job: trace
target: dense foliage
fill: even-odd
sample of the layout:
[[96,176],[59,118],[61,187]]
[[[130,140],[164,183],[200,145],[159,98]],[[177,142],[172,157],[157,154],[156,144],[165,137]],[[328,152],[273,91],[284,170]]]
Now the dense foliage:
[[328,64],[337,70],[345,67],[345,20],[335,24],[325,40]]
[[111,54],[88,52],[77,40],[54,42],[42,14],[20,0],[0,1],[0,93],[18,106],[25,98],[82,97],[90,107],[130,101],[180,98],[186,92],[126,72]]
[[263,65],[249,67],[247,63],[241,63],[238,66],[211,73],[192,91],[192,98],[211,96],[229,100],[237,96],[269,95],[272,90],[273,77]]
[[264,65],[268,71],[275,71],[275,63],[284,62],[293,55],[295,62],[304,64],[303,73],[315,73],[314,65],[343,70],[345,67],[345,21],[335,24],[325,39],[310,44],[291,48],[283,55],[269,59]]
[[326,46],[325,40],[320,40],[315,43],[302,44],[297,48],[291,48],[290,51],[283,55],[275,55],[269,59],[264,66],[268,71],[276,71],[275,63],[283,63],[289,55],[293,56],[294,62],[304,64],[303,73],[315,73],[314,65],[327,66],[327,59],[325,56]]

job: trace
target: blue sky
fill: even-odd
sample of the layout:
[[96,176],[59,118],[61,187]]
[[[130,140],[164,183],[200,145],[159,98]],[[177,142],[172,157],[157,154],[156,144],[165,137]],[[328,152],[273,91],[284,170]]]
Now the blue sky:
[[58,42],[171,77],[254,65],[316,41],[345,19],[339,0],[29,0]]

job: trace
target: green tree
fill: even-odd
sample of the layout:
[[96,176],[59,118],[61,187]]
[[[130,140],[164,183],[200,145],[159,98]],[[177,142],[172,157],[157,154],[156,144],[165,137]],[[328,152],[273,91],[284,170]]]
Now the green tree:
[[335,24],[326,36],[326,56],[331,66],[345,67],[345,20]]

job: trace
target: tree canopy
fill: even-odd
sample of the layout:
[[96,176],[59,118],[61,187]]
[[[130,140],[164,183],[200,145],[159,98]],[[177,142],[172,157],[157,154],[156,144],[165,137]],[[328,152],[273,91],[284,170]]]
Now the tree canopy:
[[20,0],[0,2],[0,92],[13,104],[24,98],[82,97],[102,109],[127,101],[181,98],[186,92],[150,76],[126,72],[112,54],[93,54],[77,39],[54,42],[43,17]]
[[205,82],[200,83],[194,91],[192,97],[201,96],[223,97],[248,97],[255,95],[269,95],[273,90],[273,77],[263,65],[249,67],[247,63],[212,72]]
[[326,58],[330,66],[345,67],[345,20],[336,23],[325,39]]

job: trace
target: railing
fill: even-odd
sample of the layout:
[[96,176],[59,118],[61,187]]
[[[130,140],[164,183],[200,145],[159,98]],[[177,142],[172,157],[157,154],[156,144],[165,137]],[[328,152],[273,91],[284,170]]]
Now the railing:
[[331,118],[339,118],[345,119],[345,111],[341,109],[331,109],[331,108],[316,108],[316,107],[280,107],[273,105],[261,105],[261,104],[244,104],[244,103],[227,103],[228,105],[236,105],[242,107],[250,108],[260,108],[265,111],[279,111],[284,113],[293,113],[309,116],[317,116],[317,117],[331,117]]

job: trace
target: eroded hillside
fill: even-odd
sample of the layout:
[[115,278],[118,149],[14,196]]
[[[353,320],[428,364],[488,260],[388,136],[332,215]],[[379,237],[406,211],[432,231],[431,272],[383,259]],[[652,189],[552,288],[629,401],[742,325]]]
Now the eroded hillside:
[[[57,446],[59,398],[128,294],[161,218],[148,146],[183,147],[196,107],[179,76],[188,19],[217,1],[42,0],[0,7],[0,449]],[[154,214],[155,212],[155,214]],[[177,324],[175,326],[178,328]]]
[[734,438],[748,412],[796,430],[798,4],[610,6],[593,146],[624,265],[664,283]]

━━━━━━━━━━━━━━━━

» What needs to be done
Retype every line from the first one down to and including the line that contains "[[58,42],[171,77],[254,65],[316,41],[345,19],[339,0],[29,0]]", with no changes.

» Exercise solution
job: trace
target: dense foliage
fill: even-odd
sample of the layout:
[[96,176],[59,118],[61,187]]
[[[130,140],[164,183],[200,145],[159,98]],[[177,142],[172,157],[157,154],[156,144],[165,137]],[[328,152],[273,91],[284,170]]]
Now the dense foliage:
[[328,64],[337,70],[345,67],[345,20],[335,24],[325,40]]
[[111,54],[88,52],[77,40],[54,42],[42,14],[20,0],[0,1],[0,93],[18,106],[25,98],[82,97],[90,107],[130,101],[180,98],[186,92],[126,72]]
[[263,65],[249,67],[247,63],[241,63],[238,66],[211,73],[192,91],[192,98],[211,96],[229,100],[237,96],[269,95],[272,90],[273,77]]
[[264,65],[268,71],[275,71],[275,63],[284,62],[293,55],[295,62],[304,64],[303,73],[315,73],[314,65],[343,70],[345,67],[345,21],[335,24],[325,39],[310,44],[291,48],[283,55],[269,59]]
[[326,46],[325,40],[320,40],[315,43],[302,44],[297,48],[291,48],[290,51],[283,55],[275,55],[269,59],[264,66],[268,71],[276,71],[275,63],[283,63],[289,55],[293,56],[294,62],[304,64],[303,73],[315,73],[314,65],[327,66],[327,59],[325,56]]

job: trace
target: blue sky
fill: even-odd
sample of the layout:
[[96,176],[59,118],[61,187]]
[[[130,140],[164,183],[200,145],[159,98]],[[177,142],[172,157],[157,154],[156,144],[165,137]],[[328,152],[273,91],[284,170]]]
Now the blue sky:
[[58,42],[171,77],[254,65],[316,41],[345,19],[339,0],[29,0]]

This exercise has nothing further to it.